● Te beantwoorden vragen
A: Som alle werkzaamheden op die belanghebbende volgens de tekst over de btw-vrijstelling op grond van de managementovereenkomsten verricht.
B: Pak alsjeblieft de draad van de tekst over de btw-vrijstelling weer op en schrijf verder vanaf de laatste zin.

● Aangeleverde tekst
--

Op 9 december 2015 heeft het Europese Hof van Justitie (HvJ) in de Nederlandse zaak Fiscale Eenheid X (C-595/13) geoordeeld dat de btw-vrijstelling voor het beheer van gemeenschappelijke beleggingsfondsen van toepassing is op gereguleerde fondsen. Volgens het HvJ kunnen vastgoedfondsen hier ook onder vallen. De feitelijke exploitatie van vastgoed in dergelijke fondsen kwalificeert niet als beheer en is derhalve niet vrijgesteld.

Casus

Belanghebbende heeft managementovereenkomsten gesloten met drie vennootschappen die in vastgoed beleggen (‘vastgoedfondsen'). De investeerders in deze vastgoedfondsen zijn institutionele beleggers. De werkzaamheden die belanghebbende op grond van de managementovereenkomsten verricht, zijn het voeren van het bestuur en het (administratieve) beheer van de vastgoedfondsen, het aantrekken van investeerders, het aan- en verkopen van vastgoed en de exploitatie van het vastgoed.
 
Het beheer van gemeenschappelijke beleggingsfondsen is vrijgesteld van btw. De Hoge Raad heeft aan het HvJ gevraagd of vastgoedfondsen kwalificeren als gemeenschappelijke beleggingsfondsen. Daarnaast wil de Hoge Raad weten of de feitelijke exploitatie van het vastgoed onder het begrip ‘beheer' in de zin van voornoemde vrijstelling valt.

Analyse uitspraak HvJ

Het HvJ begint zijn uitspraak met een uiteenzetting van de uitgangspunten van de vrijstelling. Hierbij refereert het HvJ aan het doel van de vrijstelling, namelijk het vergemakkelijken van beleggen in effecten via beleggingsinstellingen voor beleggers. In tegenstelling tot een aantal eerdere uitspraken, verwijst het HvJ niet naar ‘kleine beleggers'. Hiermee is de vrijstelling niet alleen van toepassing op fondsen voor retailbeleggers, maar ook op fondsen voor institutionele beleggers (zoals in de onderhavige casus het geval was). Dit is een bevestiging van de huidige Nederlandse praktijk.
 
Gemeenschappelijke beleggingsfondsen
 
Voor de beoordeling of sprake is van een gemeenschappelijk beleggingsfonds, is volgens het HvJ de aard van de beleggingen niet relevant. Ook fondsen die beleggen in vastgoed kunnen derhalve onder de vrijstelling vallen. Dit is eveneens een bevestiging van de huidige Nederlandse praktijk.

--

● Aangeleverde gegevens

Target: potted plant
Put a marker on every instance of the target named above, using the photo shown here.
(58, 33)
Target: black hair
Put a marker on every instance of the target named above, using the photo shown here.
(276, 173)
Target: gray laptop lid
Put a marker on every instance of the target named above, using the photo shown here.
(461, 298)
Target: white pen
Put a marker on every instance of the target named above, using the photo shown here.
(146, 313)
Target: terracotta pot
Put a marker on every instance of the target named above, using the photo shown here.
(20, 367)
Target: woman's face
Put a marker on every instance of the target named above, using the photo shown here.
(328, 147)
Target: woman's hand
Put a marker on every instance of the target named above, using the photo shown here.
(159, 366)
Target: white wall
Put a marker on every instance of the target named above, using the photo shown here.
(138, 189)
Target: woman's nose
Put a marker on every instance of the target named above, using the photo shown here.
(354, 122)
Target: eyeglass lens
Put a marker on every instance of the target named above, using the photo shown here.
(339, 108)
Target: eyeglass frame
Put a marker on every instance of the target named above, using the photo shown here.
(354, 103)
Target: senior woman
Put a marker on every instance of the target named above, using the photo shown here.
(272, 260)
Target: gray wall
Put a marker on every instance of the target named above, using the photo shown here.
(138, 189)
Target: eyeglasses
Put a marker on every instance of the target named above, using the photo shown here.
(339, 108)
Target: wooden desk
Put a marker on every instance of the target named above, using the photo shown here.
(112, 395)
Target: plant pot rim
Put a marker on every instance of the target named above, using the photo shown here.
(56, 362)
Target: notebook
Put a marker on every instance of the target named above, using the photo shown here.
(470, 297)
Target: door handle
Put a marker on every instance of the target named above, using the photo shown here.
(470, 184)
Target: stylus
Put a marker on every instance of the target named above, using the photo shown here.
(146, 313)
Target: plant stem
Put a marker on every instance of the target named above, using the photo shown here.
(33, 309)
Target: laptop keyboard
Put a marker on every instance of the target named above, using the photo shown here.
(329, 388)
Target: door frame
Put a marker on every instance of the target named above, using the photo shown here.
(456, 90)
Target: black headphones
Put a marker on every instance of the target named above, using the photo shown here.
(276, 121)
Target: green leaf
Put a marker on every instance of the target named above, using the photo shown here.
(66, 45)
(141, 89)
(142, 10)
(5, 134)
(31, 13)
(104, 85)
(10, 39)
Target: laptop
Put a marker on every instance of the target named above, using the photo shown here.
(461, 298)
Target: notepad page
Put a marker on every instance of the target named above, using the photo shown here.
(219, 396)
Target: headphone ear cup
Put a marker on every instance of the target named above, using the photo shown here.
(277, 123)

--

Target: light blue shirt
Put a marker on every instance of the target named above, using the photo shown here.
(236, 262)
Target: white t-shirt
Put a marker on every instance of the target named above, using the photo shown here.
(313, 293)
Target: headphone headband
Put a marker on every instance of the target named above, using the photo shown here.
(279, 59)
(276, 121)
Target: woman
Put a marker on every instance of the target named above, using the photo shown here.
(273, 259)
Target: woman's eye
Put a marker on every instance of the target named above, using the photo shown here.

--

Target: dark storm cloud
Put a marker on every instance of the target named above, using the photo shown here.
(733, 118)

--

● Verwachte antwoorden
A:
- het voeren van het bestuur van de vastgoedfondsen
- het (administratieve) beheer van de vastgoedfondsen
- het aantrekken van investeerders
- het aan- en verkopen van vastgoed
- de exploitatie van het vastgoed

B:
Bij de uitlegging van het begrip ‘gemeenschappelijk beleggingsfonds' hecht het HvJ wel grote waarde aan toezicht. Waar het begrip gemeenschappelijk beleggingsfonds in het verleden door de lidstaten kon worden omschreven, beperkt het HvJ nu deze vrijheid door een koppeling te maken met bijzonder overheidstoezicht. Het HvJ volgt hiermee de lijn van de conclusie van de advocaat-generaal. Dit betekent dat instellingen voor collectieve belegging in effecten (‘icbe's') kwalificeren als gemeenschappelijke beleggingsfondsen. Hetzelfde lijkt het HvJ te oordelen over fondsen die onder de Alternative Investment Fund Managers-richtlijn (‘AIFM-richtlijn') vallen (hoewel deze richtlijn strikt genomen alleen de managers reguleert en niet de fondsen).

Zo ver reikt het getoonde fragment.